- INSTRUCTION 1
Set down the passage on the burglary case below word for word, from "The inconsistencies of" to "the matter asserted.".

═════ TEXT EXTRACT ═════

This case was severed from that of Billy Floyd Chunn, with whom Brown had been indicted. The only admissible evidence produced by the State connecting Brown with the burglary was testimony elicited from an admitted accomplice, Robert Murphy, and from defendant Brown's girlfriend. Murphy testified that he had agreed to "case" the Houlka Drug Store after meeting with Chunn. Murphy first testified that Brown was present at this meeting, but he admitted on cross examination that he did not actually see Brown. Rather, Murphy only saw the back of someone's head that he thought was Brown and a blue truck that he just thought belonged to Brown.
The inconsistencies of Murphy's weak testimony do not end here. Murphy claimed that Chunn had told him, in Brown's presence, that he and Brown were planning to commit this burglary. However, on cross examination Murphy again admitted that he did not see Brown, but that he just supposed Brown was present. Murphy testified further that he did not remember ever talking with Brown, and that Brown had never implied to Murphy that he was going to burglarize the drug store. On the issue of guilt, the defendant's girl friend only testified that she had gotten four white pills out of the defendant's pocket, and that she did not know where he had gotten them. The rest of the State's case, in fact the State's whole case, was based upon prior inconsistent statements which were admissible only to impeach and not for the truth of the matter asserted.

═════ PROVIDED INFORMATION ═════

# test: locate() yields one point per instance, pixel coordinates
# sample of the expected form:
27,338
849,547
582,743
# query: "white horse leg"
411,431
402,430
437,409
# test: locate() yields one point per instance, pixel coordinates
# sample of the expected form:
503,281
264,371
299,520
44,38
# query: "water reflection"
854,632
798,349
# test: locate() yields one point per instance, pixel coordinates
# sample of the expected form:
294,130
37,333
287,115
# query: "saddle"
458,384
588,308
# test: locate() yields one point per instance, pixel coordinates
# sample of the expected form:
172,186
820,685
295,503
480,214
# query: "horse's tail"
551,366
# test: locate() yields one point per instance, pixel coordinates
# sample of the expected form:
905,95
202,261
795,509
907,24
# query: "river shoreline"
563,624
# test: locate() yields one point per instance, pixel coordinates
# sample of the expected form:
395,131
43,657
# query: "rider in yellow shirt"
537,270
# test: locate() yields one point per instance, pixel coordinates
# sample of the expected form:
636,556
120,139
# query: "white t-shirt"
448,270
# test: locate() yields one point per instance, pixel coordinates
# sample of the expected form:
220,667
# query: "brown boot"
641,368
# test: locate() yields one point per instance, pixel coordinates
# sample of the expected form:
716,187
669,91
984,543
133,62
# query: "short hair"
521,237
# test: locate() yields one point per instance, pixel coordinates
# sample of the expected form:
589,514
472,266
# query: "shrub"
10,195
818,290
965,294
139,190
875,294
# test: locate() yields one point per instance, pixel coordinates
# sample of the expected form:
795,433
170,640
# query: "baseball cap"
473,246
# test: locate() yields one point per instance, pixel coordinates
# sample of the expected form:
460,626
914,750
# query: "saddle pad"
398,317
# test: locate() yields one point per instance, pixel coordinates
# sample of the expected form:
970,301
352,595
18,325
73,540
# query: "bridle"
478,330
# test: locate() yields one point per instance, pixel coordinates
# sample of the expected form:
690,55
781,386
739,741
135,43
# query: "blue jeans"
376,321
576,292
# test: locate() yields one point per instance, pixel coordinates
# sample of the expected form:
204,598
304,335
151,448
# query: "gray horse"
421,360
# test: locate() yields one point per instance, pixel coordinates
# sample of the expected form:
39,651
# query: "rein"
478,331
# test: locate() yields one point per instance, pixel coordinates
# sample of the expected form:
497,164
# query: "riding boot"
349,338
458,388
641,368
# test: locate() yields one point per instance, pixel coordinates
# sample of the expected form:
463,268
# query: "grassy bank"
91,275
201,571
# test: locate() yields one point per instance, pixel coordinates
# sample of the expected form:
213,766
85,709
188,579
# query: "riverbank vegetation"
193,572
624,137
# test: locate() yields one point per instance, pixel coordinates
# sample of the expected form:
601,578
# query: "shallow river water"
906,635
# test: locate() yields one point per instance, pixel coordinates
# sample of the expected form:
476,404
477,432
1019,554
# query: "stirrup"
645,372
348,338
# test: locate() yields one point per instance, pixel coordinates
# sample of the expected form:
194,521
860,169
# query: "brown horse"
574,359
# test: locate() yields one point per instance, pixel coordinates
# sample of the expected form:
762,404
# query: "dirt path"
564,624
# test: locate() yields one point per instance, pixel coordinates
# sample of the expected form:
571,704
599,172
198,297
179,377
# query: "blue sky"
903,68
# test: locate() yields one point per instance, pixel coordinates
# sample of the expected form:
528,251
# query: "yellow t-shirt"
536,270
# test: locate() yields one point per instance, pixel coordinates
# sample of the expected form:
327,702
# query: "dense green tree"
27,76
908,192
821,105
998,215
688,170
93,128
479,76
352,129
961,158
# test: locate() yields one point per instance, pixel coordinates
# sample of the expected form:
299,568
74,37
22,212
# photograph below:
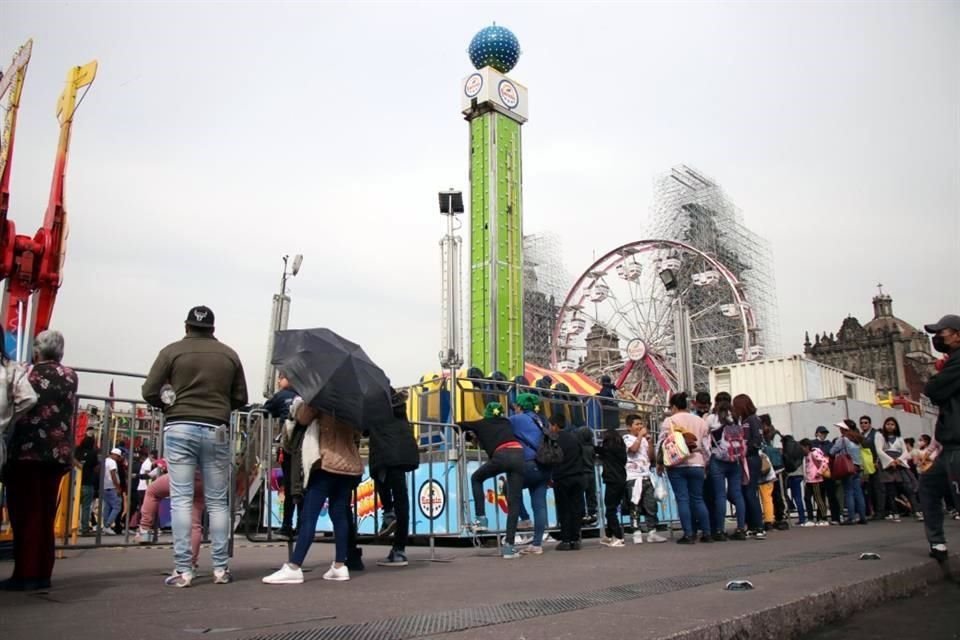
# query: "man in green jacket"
197,382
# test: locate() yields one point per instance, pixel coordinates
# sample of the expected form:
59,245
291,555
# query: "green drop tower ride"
495,107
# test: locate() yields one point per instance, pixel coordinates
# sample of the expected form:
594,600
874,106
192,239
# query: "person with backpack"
745,413
793,467
773,494
816,467
531,431
830,486
393,452
701,407
686,473
729,451
504,456
874,492
568,484
612,454
641,499
850,444
894,470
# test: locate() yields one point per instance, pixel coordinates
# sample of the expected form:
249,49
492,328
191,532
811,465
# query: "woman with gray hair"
40,454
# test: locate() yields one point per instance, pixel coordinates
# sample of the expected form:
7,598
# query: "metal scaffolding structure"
691,208
545,283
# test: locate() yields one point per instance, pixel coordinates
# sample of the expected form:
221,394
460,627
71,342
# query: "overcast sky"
218,137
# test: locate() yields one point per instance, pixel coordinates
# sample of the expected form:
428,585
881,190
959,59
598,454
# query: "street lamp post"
279,317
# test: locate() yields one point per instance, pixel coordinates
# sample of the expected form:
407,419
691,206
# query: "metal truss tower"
691,208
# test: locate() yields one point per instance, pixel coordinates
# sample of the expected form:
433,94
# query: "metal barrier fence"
440,490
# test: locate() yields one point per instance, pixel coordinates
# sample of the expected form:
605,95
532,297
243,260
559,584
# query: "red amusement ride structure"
33,266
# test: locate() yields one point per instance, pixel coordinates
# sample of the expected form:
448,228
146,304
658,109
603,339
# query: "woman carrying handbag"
846,466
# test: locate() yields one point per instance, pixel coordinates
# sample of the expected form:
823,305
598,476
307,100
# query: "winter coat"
943,389
392,446
814,464
613,456
887,452
328,444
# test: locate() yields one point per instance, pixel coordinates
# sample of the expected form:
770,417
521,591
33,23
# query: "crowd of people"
715,454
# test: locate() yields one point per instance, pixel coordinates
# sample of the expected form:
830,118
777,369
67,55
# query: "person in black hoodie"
278,407
394,452
505,455
940,474
612,453
568,485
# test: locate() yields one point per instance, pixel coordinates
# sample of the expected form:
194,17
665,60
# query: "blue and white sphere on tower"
495,47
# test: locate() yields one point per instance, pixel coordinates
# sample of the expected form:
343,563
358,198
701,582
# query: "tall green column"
496,244
495,107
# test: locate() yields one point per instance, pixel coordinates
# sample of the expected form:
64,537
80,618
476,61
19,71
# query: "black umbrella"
333,375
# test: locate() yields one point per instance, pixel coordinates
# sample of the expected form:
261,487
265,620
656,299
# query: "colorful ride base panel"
496,244
434,493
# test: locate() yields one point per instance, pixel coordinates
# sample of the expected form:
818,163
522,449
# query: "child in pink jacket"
816,467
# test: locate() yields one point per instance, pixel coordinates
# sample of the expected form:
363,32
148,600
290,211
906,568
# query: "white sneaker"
653,536
339,575
285,575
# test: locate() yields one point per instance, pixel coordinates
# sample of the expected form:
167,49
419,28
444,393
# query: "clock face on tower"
473,85
508,93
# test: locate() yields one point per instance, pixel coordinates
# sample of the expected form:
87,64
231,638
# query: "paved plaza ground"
802,578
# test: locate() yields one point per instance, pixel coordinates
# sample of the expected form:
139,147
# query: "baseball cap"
946,322
493,410
528,402
201,316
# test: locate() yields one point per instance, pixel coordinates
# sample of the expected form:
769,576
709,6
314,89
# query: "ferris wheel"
654,315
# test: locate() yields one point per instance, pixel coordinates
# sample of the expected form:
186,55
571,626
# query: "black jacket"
585,435
392,446
278,405
613,455
572,464
491,432
753,434
943,389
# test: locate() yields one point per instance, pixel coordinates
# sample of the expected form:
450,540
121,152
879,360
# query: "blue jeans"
188,446
687,483
751,495
535,479
112,506
324,486
86,501
727,478
796,494
853,498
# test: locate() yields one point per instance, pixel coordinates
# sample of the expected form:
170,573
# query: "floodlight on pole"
280,315
451,204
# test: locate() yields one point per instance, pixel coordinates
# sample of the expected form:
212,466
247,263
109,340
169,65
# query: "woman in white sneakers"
331,466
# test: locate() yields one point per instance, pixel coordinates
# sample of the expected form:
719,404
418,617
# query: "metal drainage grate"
435,623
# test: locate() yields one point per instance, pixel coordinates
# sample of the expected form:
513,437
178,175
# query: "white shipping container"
801,419
788,379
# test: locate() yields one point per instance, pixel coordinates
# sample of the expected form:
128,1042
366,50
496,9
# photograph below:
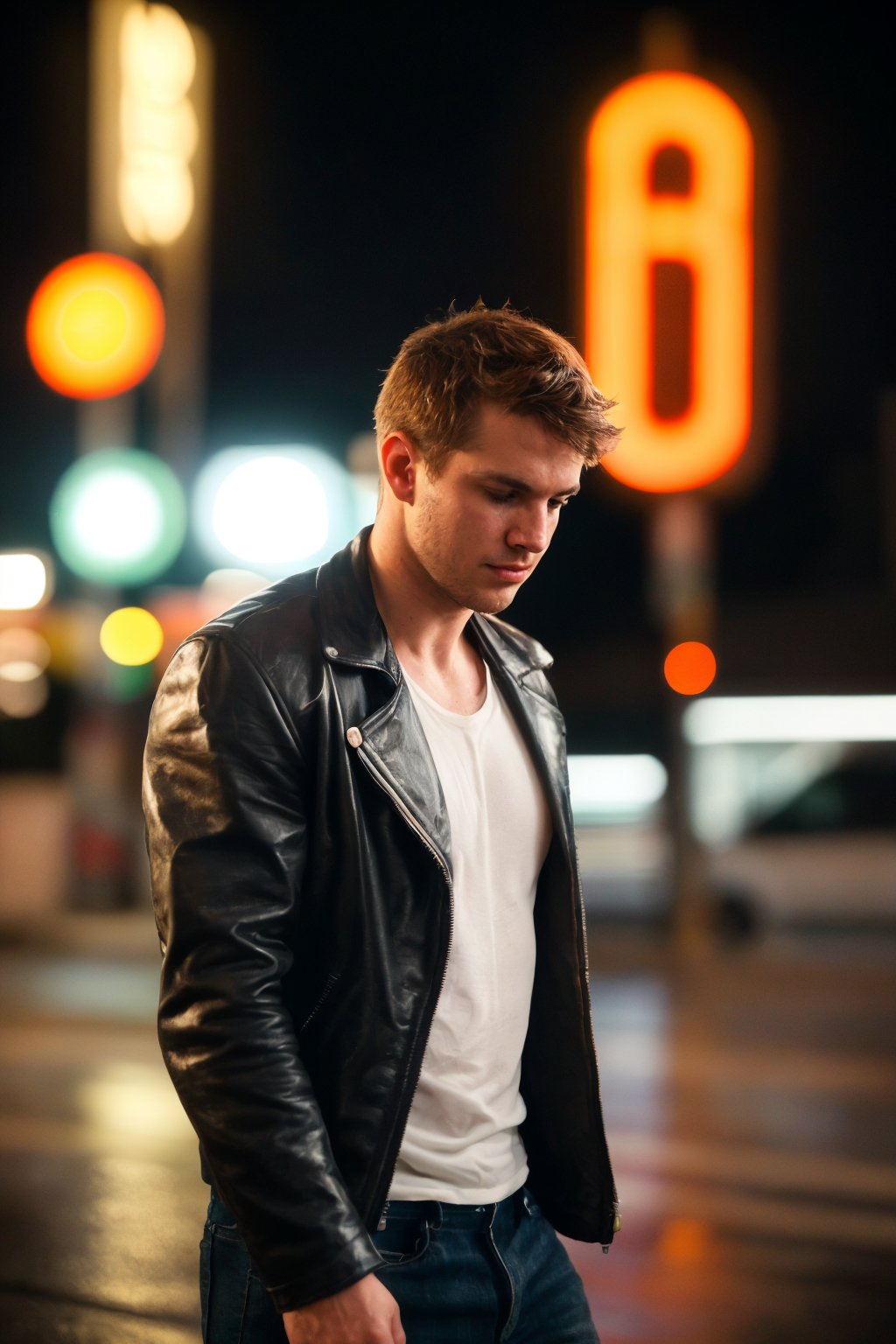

═════

- INSTRUCTION 2
List every line in the records above that contains the string "green", treating case as significant.

- CORRECT RESPONSE 1
The inconsistencies of Murphy's weak testimony do not end here. Murphy claimed that Chunn had told him, in Brown's presence, that he and Brown were planning to commit this burglary. However, on cross examination Murphy again admitted that he did not see Brown, but that he just supposed Brown was present. Murphy testified further that he did not remember ever talking with Brown, and that Brown had never implied to Murphy that he was going to burglarize the drug store. On the issue of guilt, the defendant's girl friend only testified that she had gotten four white pills out of the defendant's pocket, and that she did not know where he had gotten them. The rest of the State's case, in fact the State's whole case, was based upon prior inconsistent statements which were admissible only to impeach and not for the truth of the matter asserted.

- CORRECT RESPONSE 2
# query: "dense green tree"
# query: "man in green jacket"
# query: "green drop tower ride"
# query: "tall green column"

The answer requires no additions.